■ **Text shown**:
Last edited: Jan 3, 2022 Published: Jun 16, 2016
Mixpanel Team

It was a sandal, and although it had traveled a very long way, it revealed virtually no sign of distress.

Situated in the middle of Everlane’s SoHo popup, Shoe Park, the sandal sat alongside street shoes and modern loafers. In its big-windowed, cast-iron, pre-war building, Shoe Park in many ways resembled the other high-fashion boutiques just north, on Spring Street.

The difference?

Everything at Everlane may appear seamless, but it’s a calculated decision. Part clothing brand, part e-commerce startup, it’s had tremendous success designing and selling elegant basics. But its leadership wasn’t all that bullish on shoes. Shoes are a beast of burden; they cost a lot to manufacture, and it’s a rather crowded market. So Everlane experimented by releasing its shoes pair-by-pair, mirroring the startup’s general preference for items over collections.

Test after successful test, the shoes not only became a staple, they earned themselves a pop-up storefront in the fashion capital of the world.

But while Shoe Park may look sensibly chic, it’s a test too. The marketing team modeled it after product management’s point-of-sale design.

■ **Recorded data**:
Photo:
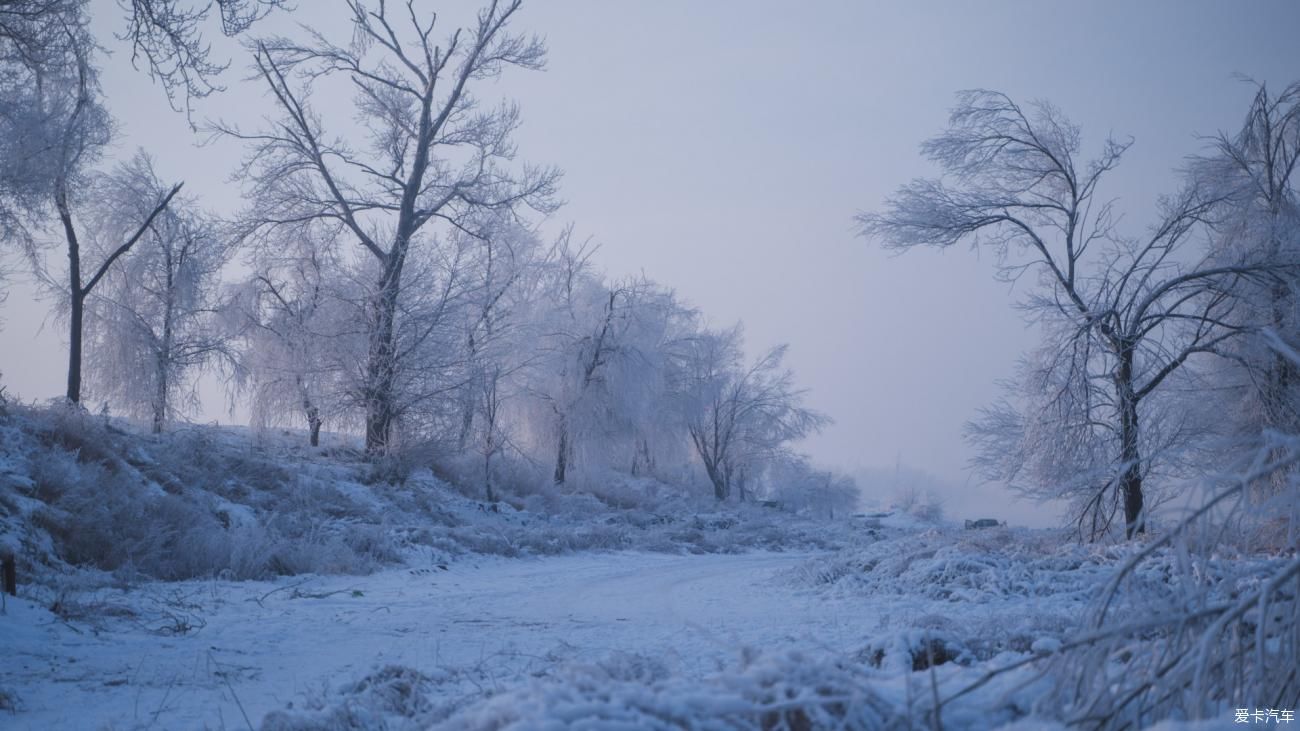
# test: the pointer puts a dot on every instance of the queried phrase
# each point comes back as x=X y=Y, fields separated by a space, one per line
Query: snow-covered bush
x=778 y=691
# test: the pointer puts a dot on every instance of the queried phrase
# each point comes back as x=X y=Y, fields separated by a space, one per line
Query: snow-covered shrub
x=1226 y=632
x=791 y=691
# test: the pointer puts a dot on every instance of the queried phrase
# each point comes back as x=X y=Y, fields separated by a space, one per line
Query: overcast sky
x=722 y=148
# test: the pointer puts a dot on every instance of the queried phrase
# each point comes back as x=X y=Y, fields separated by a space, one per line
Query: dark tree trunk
x=381 y=371
x=1130 y=450
x=77 y=299
x=718 y=479
x=160 y=396
x=74 y=345
x=562 y=454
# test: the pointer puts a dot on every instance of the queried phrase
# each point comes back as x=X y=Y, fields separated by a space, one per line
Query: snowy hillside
x=285 y=588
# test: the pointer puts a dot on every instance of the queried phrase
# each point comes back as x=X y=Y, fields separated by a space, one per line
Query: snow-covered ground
x=204 y=580
x=221 y=654
x=209 y=653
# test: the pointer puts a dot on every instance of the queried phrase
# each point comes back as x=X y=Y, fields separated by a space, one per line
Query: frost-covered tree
x=1255 y=173
x=1121 y=315
x=155 y=316
x=295 y=321
x=505 y=279
x=428 y=152
x=165 y=35
x=64 y=130
x=739 y=416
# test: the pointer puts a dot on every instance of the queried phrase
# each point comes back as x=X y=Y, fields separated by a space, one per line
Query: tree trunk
x=74 y=342
x=719 y=481
x=381 y=371
x=562 y=454
x=1130 y=450
x=77 y=298
x=164 y=358
x=160 y=394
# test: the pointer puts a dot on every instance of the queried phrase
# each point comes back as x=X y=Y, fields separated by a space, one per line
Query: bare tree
x=156 y=314
x=165 y=35
x=740 y=416
x=65 y=133
x=1125 y=314
x=295 y=323
x=1259 y=217
x=433 y=152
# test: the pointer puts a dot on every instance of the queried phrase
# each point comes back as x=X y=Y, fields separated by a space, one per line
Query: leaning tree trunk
x=77 y=299
x=164 y=359
x=1130 y=450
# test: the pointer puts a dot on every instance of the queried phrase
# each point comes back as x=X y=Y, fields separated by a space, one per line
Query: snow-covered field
x=649 y=640
x=208 y=580
x=208 y=653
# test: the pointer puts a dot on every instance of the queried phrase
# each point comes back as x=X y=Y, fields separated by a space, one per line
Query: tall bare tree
x=156 y=316
x=739 y=416
x=1255 y=172
x=1125 y=314
x=432 y=152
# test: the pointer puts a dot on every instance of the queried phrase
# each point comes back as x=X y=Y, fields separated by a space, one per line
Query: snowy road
x=248 y=648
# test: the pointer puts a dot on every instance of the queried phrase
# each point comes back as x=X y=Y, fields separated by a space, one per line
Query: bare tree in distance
x=1127 y=312
x=65 y=133
x=434 y=154
x=1259 y=215
x=156 y=316
x=740 y=416
x=167 y=37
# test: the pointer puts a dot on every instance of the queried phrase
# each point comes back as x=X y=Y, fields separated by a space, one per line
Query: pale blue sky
x=723 y=148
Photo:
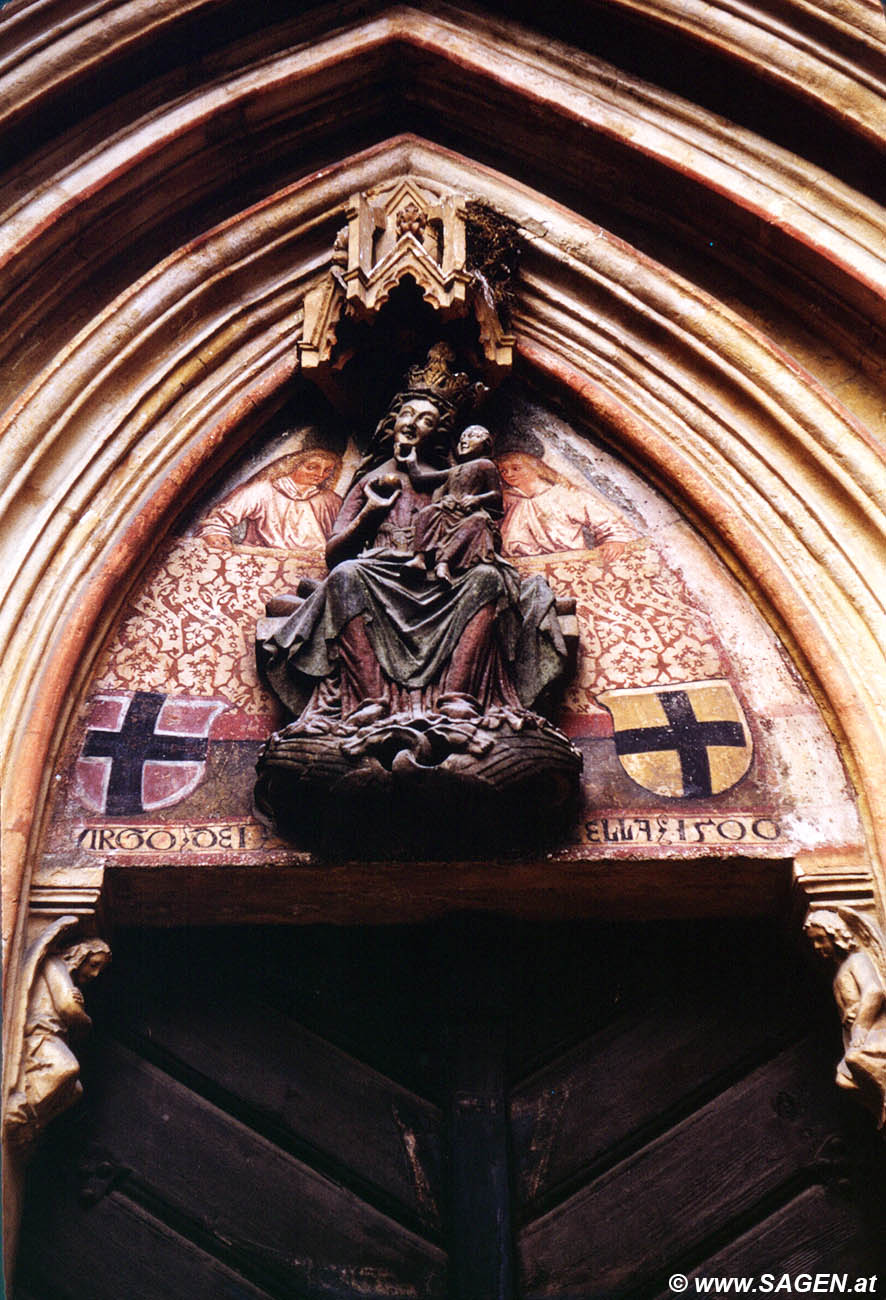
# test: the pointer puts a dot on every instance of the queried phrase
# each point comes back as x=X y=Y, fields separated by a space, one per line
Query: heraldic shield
x=686 y=741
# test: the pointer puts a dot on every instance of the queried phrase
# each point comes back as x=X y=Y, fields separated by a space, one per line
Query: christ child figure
x=457 y=529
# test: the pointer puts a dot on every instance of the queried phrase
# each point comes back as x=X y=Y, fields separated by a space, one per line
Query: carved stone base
x=448 y=783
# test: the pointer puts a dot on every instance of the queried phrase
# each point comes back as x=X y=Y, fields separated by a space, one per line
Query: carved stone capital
x=47 y=1021
x=396 y=232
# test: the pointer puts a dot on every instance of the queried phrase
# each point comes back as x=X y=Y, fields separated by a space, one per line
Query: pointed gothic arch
x=127 y=376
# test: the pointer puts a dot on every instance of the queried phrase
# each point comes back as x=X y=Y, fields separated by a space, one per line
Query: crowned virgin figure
x=392 y=668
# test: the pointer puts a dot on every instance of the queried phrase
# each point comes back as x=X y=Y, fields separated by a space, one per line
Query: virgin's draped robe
x=403 y=637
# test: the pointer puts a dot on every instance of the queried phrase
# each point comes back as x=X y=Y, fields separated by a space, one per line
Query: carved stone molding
x=48 y=1018
x=398 y=232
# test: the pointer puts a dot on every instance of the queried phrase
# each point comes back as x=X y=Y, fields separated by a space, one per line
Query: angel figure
x=48 y=1071
x=855 y=947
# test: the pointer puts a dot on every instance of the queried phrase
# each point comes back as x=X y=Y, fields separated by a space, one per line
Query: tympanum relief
x=459 y=593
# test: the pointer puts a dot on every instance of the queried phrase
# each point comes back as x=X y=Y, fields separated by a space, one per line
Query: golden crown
x=437 y=380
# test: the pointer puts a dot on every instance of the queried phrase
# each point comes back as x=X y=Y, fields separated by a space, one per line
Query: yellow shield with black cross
x=685 y=741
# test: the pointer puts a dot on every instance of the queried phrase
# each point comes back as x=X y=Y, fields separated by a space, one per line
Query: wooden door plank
x=116 y=1249
x=819 y=1231
x=567 y=1116
x=376 y=1130
x=240 y=1188
x=695 y=1179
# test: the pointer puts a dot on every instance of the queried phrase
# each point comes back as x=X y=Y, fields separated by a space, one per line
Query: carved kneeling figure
x=856 y=949
x=48 y=1075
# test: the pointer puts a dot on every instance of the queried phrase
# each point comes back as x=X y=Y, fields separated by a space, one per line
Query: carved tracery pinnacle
x=402 y=230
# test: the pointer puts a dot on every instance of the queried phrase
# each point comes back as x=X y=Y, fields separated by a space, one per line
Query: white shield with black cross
x=143 y=750
x=685 y=741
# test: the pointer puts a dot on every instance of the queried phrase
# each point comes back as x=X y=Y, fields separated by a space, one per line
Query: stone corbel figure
x=47 y=1080
x=413 y=672
x=854 y=945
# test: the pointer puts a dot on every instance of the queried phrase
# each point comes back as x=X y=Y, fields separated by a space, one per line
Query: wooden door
x=477 y=1108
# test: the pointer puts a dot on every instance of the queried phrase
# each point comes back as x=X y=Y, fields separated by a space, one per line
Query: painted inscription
x=677 y=831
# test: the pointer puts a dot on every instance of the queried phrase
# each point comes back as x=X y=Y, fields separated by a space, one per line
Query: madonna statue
x=412 y=671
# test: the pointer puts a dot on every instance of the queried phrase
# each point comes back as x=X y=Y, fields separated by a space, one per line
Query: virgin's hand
x=378 y=501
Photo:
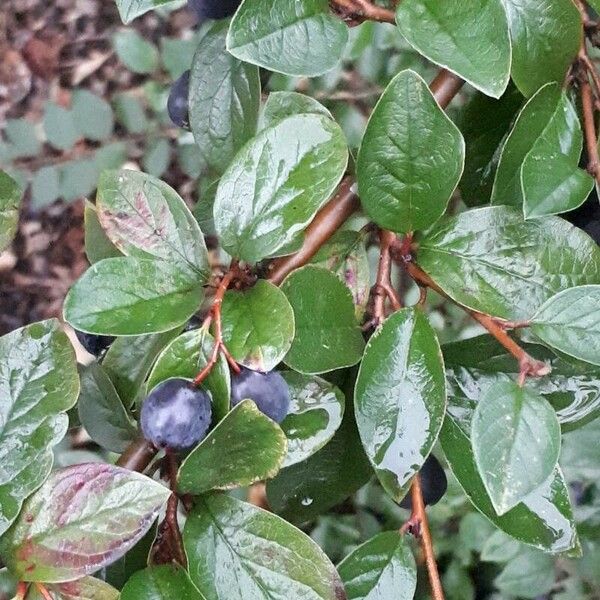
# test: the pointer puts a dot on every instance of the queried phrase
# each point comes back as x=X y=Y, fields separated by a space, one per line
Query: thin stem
x=527 y=364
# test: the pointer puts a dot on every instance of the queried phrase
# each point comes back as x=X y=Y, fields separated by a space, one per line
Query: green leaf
x=146 y=218
x=569 y=323
x=162 y=582
x=83 y=518
x=60 y=127
x=258 y=326
x=45 y=187
x=276 y=185
x=311 y=487
x=345 y=255
x=93 y=115
x=528 y=575
x=543 y=48
x=136 y=53
x=327 y=334
x=400 y=398
x=383 y=567
x=97 y=244
x=130 y=9
x=237 y=551
x=185 y=357
x=516 y=442
x=294 y=37
x=411 y=157
x=280 y=105
x=484 y=123
x=551 y=180
x=543 y=520
x=132 y=296
x=254 y=445
x=101 y=411
x=491 y=260
x=470 y=39
x=86 y=588
x=573 y=390
x=224 y=99
x=528 y=128
x=10 y=201
x=130 y=113
x=315 y=414
x=157 y=157
x=38 y=383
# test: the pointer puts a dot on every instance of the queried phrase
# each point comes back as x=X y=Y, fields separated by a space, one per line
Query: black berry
x=94 y=344
x=214 y=9
x=269 y=391
x=176 y=415
x=177 y=104
x=433 y=483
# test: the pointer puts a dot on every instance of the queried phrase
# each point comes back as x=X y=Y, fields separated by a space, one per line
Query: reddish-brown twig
x=528 y=366
x=418 y=525
x=383 y=286
x=215 y=318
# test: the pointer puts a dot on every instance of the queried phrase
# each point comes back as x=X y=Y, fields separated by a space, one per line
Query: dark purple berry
x=214 y=9
x=94 y=344
x=177 y=104
x=433 y=483
x=176 y=415
x=269 y=391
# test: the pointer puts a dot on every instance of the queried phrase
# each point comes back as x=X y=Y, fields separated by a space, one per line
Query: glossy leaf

■ **Task list**:
[1] Answer these from the Everlane Shoe Park article:
(a) In what neighborhood was Everlane's popup located?
(b) What does Everlane generally prefer to release instead of collections?
(c) What did the marketing team model Shoe Park after?
[2] List every kind of footwear the Everlane Shoe Park article says was on display at the popup.
[3] Carry on the article about Everlane's Shoe Park from the point where it stops.
The items aren't needed for any of this.

■ **Answers to the problems**:
[1]
(a) SoHo
(b) Items
(c) Product management's point-of-sale design

[2] The sandal, street shoes, modern loafers

[3]
The flow, when a shopper walks into Shoe Park, was supposed to mirror the online experience. So was the forecasting. Everlane benchmarked  foot traffic at the pop-up based on online metrics, such as how many people in New York use its one-hour delivery service.

And so Shoe Park isn’t a playground at all. It’s a website IRL.

The omnichannel

At the Stable Cafe, just a few steps from Everlane HQ in San Francisco, I settle in with product manager Alex “Amac” Maceda and lead data analyst Pauline Nguyen. We haven’t come together to talk about Everlane’s elegant basics (no, not even my marled navy sweatshirt). What I’m really keyed in is the other set of products being tailored in its Folsom Street studio: Technical Products.

One good way of thinking about Everlane as a business is supply-side products and demand-side products. Supply-side encompasses the creative and merchandising teams’ work: The really soft-looking wearable stuff. These items are designed by creative sensibility, not data. On the other hand, demand-side is devoted to more technical experiments that grow Everlane’s presence and accessibility.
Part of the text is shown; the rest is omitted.